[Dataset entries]
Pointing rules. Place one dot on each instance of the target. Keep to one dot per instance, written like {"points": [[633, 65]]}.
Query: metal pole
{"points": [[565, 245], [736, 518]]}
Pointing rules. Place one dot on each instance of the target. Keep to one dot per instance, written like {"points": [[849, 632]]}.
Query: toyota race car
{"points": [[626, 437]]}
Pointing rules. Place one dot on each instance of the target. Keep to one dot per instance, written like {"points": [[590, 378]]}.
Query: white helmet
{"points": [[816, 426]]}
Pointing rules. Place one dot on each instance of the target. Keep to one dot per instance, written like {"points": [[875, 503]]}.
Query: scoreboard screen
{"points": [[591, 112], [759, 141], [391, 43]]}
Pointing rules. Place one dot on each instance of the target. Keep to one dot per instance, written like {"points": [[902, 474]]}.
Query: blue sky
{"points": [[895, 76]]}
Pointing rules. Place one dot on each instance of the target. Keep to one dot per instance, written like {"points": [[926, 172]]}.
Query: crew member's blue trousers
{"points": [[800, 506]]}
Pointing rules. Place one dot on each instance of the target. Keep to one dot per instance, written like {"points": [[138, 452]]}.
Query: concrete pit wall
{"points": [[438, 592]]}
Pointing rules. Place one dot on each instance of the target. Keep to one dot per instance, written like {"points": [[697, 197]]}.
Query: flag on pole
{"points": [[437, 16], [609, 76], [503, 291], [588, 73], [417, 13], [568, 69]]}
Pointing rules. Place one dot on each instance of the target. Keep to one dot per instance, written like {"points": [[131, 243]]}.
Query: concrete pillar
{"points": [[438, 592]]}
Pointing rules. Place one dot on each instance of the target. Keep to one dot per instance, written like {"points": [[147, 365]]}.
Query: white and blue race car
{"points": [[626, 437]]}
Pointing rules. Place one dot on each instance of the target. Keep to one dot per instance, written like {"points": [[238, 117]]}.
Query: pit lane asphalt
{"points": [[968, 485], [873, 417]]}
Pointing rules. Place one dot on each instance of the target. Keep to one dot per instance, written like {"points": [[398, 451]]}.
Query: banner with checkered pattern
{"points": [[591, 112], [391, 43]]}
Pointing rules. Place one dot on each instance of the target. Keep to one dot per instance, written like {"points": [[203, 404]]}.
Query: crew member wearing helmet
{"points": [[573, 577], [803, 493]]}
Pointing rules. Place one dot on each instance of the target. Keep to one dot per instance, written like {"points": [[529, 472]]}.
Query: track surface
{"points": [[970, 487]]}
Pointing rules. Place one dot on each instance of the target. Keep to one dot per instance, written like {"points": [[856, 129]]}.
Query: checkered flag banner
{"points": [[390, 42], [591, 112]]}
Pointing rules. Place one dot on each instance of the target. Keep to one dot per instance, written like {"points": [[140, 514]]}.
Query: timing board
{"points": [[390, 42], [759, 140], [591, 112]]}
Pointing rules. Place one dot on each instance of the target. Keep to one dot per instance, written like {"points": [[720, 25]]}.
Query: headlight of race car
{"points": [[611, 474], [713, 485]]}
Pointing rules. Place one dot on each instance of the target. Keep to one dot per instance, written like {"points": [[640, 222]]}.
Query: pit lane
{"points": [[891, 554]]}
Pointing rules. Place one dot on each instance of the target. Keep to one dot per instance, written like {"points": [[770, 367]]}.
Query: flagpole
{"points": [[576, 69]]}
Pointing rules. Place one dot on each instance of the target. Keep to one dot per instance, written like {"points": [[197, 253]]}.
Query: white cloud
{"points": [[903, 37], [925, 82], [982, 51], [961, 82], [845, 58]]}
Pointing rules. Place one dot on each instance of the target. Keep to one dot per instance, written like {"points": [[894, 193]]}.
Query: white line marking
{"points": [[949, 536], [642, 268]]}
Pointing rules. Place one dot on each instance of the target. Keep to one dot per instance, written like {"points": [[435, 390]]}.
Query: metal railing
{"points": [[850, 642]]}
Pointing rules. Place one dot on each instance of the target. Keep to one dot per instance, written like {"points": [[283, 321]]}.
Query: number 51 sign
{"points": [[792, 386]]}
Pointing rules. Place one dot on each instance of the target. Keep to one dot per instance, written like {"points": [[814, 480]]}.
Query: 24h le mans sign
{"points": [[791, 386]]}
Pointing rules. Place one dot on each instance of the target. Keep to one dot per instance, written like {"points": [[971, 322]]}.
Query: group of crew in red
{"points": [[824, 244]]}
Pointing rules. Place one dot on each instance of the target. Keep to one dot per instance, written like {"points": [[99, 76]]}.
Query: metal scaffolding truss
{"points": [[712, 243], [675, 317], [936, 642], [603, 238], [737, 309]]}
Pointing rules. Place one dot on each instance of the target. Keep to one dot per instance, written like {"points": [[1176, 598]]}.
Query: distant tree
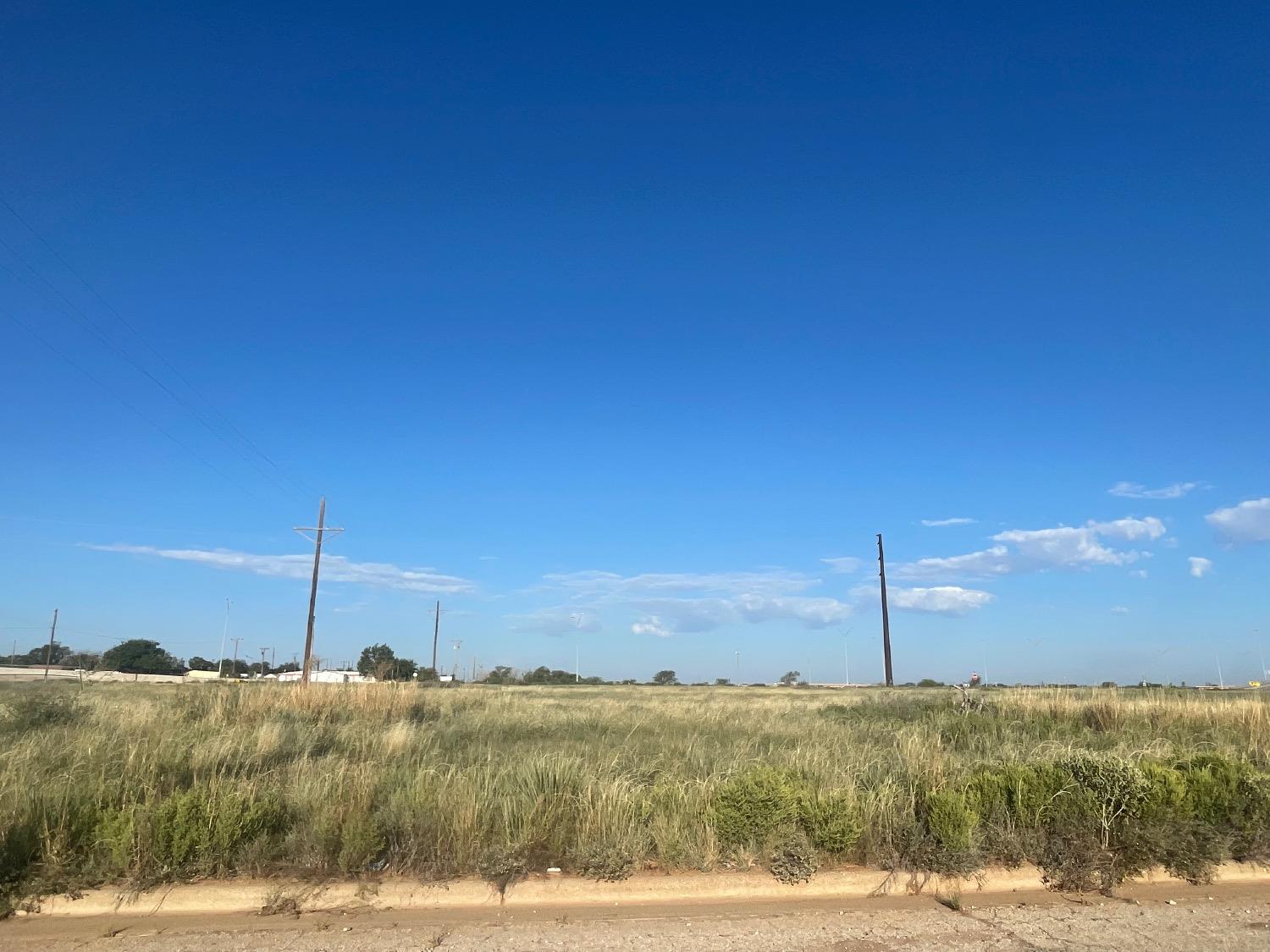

__Problem description__:
For this exercise, print all of the entries exactly as they appear, but without pictures.

__The completed task__:
Pointing rules. Place one dot on each instance of the target. Keep to one dot per instance, written like {"points": [[633, 65]]}.
Query: metal pole
{"points": [[565, 245], [736, 518]]}
Pointing rules. Place one dot on each instance of the target. Keep to one dot per instance, written like {"points": [[849, 632]]}.
Query: toyota race car
{"points": [[626, 437]]}
Pointing rules. Place one dot on each instance of the target. Keep to one dot per instance, written like {"points": [[590, 378]]}.
Query: white helmet
{"points": [[816, 426]]}
Pointing rules. Place one dot on each instance of the target. Keep to one dot per instance, written like {"points": [[875, 503]]}.
Query: scoreboard screen
{"points": [[591, 112], [759, 141], [391, 43]]}
Pointing rules. Place one dot on each instance of the target. Keep to one dot per instance, written like {"points": [[902, 474]]}.
Query: blue sky
{"points": [[895, 76]]}
Pointing rules. Place one dot on each instance of the target. Keep to one dot per instance, written like {"points": [[926, 172]]}.
Query: crew member's blue trousers
{"points": [[800, 506]]}
Pointing rules. Place one dot on each instance of the target. Keep to one dot per instance, written like {"points": [[138, 452]]}.
Query: concrete pit wall
{"points": [[438, 592]]}
Pointing rules. Place one dot on each instance of the target. Keep to one dot per instance, written like {"points": [[697, 197]]}.
Query: flag on pole
{"points": [[437, 16], [609, 76], [503, 291], [588, 73], [417, 13], [568, 69]]}
Pointing rules. Place one dot on each instance of the target. Keep to one dot per instance, written like {"points": [[131, 243]]}.
Query: concrete pillar
{"points": [[438, 592]]}
Pointing rules. Place one dot on each instance of the target. Keep to one dot per instance, written like {"points": [[147, 365]]}.
Query: white and blue race car
{"points": [[626, 437]]}
Pointing rules. Place one dot on each instance of the target. Keep to one dot per instance, written like {"points": [[238, 117]]}.
Query: pit lane asphalt
{"points": [[968, 485], [873, 417]]}
Pointing rules. Place one dot on each instance of the target. Keep to one dot per instance, written like {"points": [[398, 451]]}.
Query: banner with checkered pattern
{"points": [[591, 112], [391, 43]]}
Pointing rules. Place one dot on each instance of the target. Keep to one dot per instance, written like {"points": [[203, 404]]}.
Query: crew member wearing helmet
{"points": [[573, 577], [803, 493]]}
Pointing rules. Place one dot on each instance of the target. Keep to one dot per instance, written like {"points": [[529, 472]]}.
Query: track surface
{"points": [[970, 487]]}
Pointing rules. Place one dot on each instance of the target. Keep to one dot per instance, written like {"points": [[856, 129]]}.
Query: checkered flag banner
{"points": [[390, 42], [591, 112]]}
Pointing rules. Place one dot on each instance of the target. Keep to one dot per instance, written like {"points": [[140, 514]]}.
Query: timing board
{"points": [[390, 42], [759, 140], [591, 112]]}
Pointing rules. Place one dot on each instance of the target. Keep to one dot per instance, written like {"points": [[720, 25]]}.
Query: headlight of race car
{"points": [[611, 474], [713, 485]]}
Pointing rules. Place one dot on each instance of the target. Keep to one dot per instance, written like {"points": [[640, 222]]}.
Query: pit lane
{"points": [[891, 554]]}
Pointing rules. Place one dot on each instance of the target. Keep to one dot per instance, written like {"points": [[770, 367]]}.
Query: flagpole
{"points": [[576, 69]]}
Pointing rules. Place one dot on each instance of the target. Keep to one dot per instance, written like {"points": [[197, 253]]}.
Query: white cloud
{"points": [[903, 37], [925, 82], [982, 51], [961, 82], [845, 58]]}
Pointing rules. Place one dot on each instance of the target. Keep to one dot per instance, written like {"points": [[894, 193]]}.
Query: white line marking
{"points": [[949, 536], [642, 268]]}
Pointing rules. Place one dot on each instance of the target. Keep to one dot per instance, written like {"points": [[435, 390]]}.
Query: metal railing
{"points": [[850, 642]]}
Pointing rules. Place one dot on each instance of the target. Keep to one dot per instance, written like {"points": [[283, 321]]}.
Query: number 51 sign
{"points": [[792, 386]]}
Pointing rules. Place one dot on each instance of the target. Keep to one dot per instance, written like {"points": [[814, 480]]}.
Query: 24h le mans sign
{"points": [[791, 386]]}
Pointing rules. Place one dot on each instance of the target. Keep to one dot per instance, written like {"points": [[971, 322]]}.
Query: group of crew in red
{"points": [[824, 244]]}
Pointing rules. Place one dot on each instance of the target. Keep to one dot per instance, written like {"points": [[99, 76]]}.
Query: metal scaffolding truss
{"points": [[712, 243], [675, 317], [936, 642], [603, 238], [737, 309]]}
Pointing rules. Place one dot on each instance of the target. Keep to one dot per instance, written like {"points": [[1176, 598]]}.
Query: distant tree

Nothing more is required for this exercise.